How were distance classes taught before the internet?
Before UNMC used Zoom and e-learning modules, faculty and distance students interacted through a two-way closed-circuit television (CCTV) system. The College of Nursing set up a CCTV system to connect the Omaha and Lincoln campuses and launched the first classes in fall 1976.
UNMC was the national innovator in telemedicine. In 1963, Cecil Wittson, M.D., director of the Nebraska Psychiatric Institute (NPI), established the nation’s first CCTV system between NPI and the Norfolk State Mental Hospital. Leaders of the UNMC Department of Biomedical Communications recognized that if the technology could be used to consult on psychiatric cases, it could also be used to teach classes.
With an initial investment of $55,000, the College of Nursing remodeled a classroom and conference room on the University of Nebraska at Lincoln campus. In 1976, UNMC opened the new College of Nursing building in Omaha, designed with eleven rooms equipped to film and transmit classes.The College of Nursing also purchased color television cameras, receivers, microphones, audio mixers, and most importantly established the telephony links between Omaha and Lincoln.
The College of Nursing contracted with Nebraska Educational Television (Nebraska ETV) and Northwestern Bell Telephone Company to provide video and audio connections. The “links” traveled from UNMC to the University of Nebraska at Omaha interconnection to a transmitter in Mead, Neb., to the Nebraska ETV center and then into the UNL classroom.

Instructions:
(1) Transcribe the portion of the passage on UNMC's closed-circuit television classes that opens with the words containing "UNMC was the" and closes with "to teach classes.".
(2) Write the next part of the passage on UNMC's closed-circuit television classes, starting after its final sentence.
The listing is drawn from a separate source.

Extracted entries:
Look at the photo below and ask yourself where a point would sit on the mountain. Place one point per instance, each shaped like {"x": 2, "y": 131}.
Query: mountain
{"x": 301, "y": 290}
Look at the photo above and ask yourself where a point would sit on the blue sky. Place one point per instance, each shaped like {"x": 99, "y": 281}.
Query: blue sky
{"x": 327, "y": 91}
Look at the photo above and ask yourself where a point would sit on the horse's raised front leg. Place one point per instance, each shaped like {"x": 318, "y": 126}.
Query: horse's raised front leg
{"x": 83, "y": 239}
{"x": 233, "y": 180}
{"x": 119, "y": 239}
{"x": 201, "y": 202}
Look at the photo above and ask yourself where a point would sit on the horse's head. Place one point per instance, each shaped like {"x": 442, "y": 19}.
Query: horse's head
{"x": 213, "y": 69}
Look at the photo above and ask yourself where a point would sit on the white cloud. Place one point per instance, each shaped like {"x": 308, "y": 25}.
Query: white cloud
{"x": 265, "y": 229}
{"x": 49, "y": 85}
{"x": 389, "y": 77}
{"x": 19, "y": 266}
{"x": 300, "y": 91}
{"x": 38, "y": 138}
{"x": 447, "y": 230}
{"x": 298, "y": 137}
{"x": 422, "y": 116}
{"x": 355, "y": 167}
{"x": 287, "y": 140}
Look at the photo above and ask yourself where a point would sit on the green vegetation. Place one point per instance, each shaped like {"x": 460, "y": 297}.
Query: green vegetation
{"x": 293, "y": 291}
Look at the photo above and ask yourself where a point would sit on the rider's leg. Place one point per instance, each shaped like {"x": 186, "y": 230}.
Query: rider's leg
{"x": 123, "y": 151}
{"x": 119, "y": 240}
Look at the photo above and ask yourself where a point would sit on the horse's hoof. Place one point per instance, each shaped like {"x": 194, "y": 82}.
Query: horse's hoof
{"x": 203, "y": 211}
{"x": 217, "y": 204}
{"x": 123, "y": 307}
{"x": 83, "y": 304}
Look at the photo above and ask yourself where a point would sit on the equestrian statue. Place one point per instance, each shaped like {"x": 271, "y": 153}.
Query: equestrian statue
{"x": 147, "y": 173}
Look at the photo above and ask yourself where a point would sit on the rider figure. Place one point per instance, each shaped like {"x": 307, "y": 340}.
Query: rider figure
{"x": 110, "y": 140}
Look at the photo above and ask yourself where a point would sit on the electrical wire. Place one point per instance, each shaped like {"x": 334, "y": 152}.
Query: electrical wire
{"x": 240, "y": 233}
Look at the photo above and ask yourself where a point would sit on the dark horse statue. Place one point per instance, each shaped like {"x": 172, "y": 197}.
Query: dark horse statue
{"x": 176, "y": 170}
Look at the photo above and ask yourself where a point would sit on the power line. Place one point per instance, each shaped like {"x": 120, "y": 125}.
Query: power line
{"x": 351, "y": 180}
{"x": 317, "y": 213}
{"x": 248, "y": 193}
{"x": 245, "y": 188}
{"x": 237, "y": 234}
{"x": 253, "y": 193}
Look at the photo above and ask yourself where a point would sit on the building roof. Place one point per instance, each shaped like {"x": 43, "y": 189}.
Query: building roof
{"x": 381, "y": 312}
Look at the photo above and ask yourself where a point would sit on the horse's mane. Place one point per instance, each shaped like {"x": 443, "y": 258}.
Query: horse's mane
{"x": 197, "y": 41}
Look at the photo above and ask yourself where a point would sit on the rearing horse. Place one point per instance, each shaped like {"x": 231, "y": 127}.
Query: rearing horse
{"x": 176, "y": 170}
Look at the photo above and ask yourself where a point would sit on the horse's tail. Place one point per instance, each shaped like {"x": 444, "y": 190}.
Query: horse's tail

Answer set:
(1)
UNMC was the national innovator in telemedicine. In 1963, Cecil Wittson, M.D., director of the Nebraska Psychiatric Institute (NPI), established the nation’s first CCTV system between NPI and the Norfolk State Mental Hospital. Leaders of the UNMC Department of Biomedical Communications recognized that if the technology could be used to consult on psychiatric cases, it could also be used to teach classes.

(2)
The CCTV system allowed the College of Nursing to be one college in two locations. The college expanded course offerings, shared media and teaching resources, shared instructors, coordinated administration, and increased committee membership and participation.
Teaching over CCTV required instructors to plan to use materials that were suitable for viewing on televisions. Students found color transparencies impactful. Instructors created handouts and sent them through intra-campus mail ahead of the class meeting. When the microphones were working well, the instructors and students could have meaningful class discussions. Students who completed the distance classes scored just as high on exams as the students in Omaha.
The biomedical communications department was instrumental in launching the College of Nursing’s innovative, state-of-the-art instruction. Reba Benschoter, Ph.D., head of biomedical communications, also helped the College of Nursing film and distribute classes taught by College of Medicine instructors in physiology, microbiology, and biochemistry for use by College of Nursing students throughout the state.